(Data listing)
···
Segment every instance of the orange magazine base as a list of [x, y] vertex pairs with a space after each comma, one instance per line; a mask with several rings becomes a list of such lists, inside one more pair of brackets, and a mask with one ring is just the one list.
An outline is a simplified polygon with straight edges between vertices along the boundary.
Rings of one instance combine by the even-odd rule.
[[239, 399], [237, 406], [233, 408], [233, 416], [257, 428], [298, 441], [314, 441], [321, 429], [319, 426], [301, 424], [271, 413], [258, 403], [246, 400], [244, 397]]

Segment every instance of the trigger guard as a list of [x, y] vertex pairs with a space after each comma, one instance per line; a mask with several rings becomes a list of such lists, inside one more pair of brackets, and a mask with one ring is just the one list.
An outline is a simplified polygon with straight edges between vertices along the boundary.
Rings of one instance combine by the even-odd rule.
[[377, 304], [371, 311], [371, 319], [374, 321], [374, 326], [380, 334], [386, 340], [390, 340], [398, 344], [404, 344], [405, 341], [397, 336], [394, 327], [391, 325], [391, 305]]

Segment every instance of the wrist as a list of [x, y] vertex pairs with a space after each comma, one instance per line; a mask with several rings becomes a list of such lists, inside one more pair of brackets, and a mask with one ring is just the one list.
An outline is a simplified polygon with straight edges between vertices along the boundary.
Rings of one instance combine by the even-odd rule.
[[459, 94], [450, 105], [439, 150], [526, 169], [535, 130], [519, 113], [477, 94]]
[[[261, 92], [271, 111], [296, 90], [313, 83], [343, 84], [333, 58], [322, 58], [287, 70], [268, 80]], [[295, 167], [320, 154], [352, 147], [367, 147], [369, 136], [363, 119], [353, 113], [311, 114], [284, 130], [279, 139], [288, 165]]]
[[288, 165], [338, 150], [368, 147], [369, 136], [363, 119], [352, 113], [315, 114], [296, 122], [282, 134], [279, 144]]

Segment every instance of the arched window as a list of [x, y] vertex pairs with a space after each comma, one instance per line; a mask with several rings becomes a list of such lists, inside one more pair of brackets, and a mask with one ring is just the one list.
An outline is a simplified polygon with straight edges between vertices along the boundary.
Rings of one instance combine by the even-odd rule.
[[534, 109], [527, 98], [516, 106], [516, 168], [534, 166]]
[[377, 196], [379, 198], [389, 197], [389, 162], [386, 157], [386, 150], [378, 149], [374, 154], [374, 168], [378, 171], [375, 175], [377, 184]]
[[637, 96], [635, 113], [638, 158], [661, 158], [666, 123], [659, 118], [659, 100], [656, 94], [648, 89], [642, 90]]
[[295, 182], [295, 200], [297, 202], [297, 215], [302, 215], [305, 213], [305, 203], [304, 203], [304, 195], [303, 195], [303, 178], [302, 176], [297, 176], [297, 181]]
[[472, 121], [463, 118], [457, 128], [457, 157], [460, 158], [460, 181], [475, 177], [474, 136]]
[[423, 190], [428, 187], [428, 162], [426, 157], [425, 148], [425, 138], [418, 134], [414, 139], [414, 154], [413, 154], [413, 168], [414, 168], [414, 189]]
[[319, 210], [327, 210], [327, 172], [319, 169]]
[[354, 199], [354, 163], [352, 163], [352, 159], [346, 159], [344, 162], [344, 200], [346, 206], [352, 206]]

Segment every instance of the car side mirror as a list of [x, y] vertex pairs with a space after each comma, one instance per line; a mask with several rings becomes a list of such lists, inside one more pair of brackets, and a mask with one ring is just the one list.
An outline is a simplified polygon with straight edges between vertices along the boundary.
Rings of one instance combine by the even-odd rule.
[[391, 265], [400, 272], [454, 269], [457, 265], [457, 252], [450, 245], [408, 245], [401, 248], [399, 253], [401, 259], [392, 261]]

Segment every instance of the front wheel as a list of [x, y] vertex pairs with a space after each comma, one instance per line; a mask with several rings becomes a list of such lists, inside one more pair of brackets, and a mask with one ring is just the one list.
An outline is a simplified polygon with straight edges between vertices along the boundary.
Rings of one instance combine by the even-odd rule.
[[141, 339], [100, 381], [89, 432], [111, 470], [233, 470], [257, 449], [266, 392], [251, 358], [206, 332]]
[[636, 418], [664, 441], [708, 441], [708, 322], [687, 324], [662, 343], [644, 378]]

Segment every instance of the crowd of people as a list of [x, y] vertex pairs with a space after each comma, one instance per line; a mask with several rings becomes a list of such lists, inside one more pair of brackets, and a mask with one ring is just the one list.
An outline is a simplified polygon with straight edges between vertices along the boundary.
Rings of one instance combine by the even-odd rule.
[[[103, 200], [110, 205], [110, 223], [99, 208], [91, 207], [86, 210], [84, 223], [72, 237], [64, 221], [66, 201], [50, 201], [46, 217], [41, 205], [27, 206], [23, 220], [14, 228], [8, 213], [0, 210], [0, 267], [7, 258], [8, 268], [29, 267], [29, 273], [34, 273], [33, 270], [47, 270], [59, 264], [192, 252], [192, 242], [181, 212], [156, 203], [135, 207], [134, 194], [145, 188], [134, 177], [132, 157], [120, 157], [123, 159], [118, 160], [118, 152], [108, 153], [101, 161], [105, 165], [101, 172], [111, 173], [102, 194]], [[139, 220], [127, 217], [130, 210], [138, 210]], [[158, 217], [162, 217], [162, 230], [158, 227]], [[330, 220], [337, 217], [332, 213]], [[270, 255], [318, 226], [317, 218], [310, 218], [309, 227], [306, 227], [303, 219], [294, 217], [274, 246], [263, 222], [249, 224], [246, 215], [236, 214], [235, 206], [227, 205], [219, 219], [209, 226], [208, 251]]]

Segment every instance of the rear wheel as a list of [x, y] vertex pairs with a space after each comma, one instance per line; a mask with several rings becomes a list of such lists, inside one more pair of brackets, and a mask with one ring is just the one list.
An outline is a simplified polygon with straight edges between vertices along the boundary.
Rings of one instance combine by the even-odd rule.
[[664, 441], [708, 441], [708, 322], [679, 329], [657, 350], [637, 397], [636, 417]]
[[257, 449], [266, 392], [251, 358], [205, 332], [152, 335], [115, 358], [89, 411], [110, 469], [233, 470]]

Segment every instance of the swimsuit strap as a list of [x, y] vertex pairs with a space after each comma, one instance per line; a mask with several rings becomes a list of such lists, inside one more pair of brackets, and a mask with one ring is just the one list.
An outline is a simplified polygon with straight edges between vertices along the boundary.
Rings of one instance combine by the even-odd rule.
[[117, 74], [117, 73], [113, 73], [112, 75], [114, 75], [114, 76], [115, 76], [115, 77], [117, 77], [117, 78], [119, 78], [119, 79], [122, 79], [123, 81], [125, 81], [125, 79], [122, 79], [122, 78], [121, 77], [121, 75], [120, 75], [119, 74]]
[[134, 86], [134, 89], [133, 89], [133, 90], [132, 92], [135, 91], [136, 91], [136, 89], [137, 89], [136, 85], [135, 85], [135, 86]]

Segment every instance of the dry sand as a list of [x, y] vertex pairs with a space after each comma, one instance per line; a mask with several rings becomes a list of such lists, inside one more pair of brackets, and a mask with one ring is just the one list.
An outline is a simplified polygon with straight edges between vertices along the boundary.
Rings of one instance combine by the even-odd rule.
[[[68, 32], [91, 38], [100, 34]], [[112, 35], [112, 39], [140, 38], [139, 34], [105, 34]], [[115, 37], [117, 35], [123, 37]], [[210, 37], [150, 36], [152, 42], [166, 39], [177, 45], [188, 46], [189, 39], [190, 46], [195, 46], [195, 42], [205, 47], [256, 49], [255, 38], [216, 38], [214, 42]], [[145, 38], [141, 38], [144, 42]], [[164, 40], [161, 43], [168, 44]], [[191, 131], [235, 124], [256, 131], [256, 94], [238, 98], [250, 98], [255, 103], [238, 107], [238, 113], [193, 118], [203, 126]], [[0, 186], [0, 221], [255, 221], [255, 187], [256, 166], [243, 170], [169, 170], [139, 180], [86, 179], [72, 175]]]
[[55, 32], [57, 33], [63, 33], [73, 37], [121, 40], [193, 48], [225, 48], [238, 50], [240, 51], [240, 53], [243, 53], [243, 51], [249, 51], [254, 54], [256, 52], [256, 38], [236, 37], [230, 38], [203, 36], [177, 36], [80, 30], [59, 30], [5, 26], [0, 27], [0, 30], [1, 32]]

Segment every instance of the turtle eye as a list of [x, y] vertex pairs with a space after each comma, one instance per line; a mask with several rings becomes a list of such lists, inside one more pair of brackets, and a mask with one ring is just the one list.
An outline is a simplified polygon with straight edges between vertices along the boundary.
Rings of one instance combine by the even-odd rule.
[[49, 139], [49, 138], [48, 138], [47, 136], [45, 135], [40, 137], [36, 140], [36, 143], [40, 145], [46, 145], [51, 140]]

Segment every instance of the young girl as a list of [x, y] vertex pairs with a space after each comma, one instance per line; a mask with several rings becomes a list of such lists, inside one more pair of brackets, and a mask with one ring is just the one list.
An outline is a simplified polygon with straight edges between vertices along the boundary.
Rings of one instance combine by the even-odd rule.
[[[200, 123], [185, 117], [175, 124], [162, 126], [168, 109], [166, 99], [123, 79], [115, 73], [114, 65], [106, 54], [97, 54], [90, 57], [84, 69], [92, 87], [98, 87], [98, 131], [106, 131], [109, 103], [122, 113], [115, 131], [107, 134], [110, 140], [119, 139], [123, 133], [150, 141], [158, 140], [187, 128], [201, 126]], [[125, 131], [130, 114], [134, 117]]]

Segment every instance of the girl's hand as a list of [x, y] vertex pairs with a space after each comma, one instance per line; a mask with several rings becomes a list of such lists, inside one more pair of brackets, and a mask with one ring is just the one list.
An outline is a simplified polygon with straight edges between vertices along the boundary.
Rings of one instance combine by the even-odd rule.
···
__Directions__:
Repeat word for word the lines running from the line containing "Segment every instance of the young" to the end of the entries above, inclusive.

__Exercise result__:
Segment every instance of the young girl as a list of [x, y] vertex pairs with a space after each comma, one instance per line; a mask with several rings becomes a list of such lists, inside one more pair of brackets, and a mask with one ring is just the one list.
An outline is a simplified polygon with straight edges between vertices along the boundary.
Rings of one instance combine by the even-odd rule.
[[[200, 123], [185, 117], [175, 124], [162, 126], [168, 109], [166, 99], [123, 79], [115, 73], [114, 65], [106, 54], [97, 54], [90, 57], [84, 69], [92, 87], [98, 87], [98, 131], [106, 131], [109, 103], [122, 113], [115, 131], [107, 134], [110, 140], [119, 139], [123, 133], [150, 141], [158, 140], [187, 128], [201, 126]], [[125, 131], [130, 114], [134, 117]]]

Segment every instance of the girl's hand as a list of [x, y] vertex pairs with a space after each comma, one instance per line; a mask with several rings becomes a list of such lists, inside one more pair of brackets, and a mask with one ring is just the one list.
An outline is a simplified polygon with straight edges between vertices along the boundary.
Rings of one instance combine by the even-odd rule.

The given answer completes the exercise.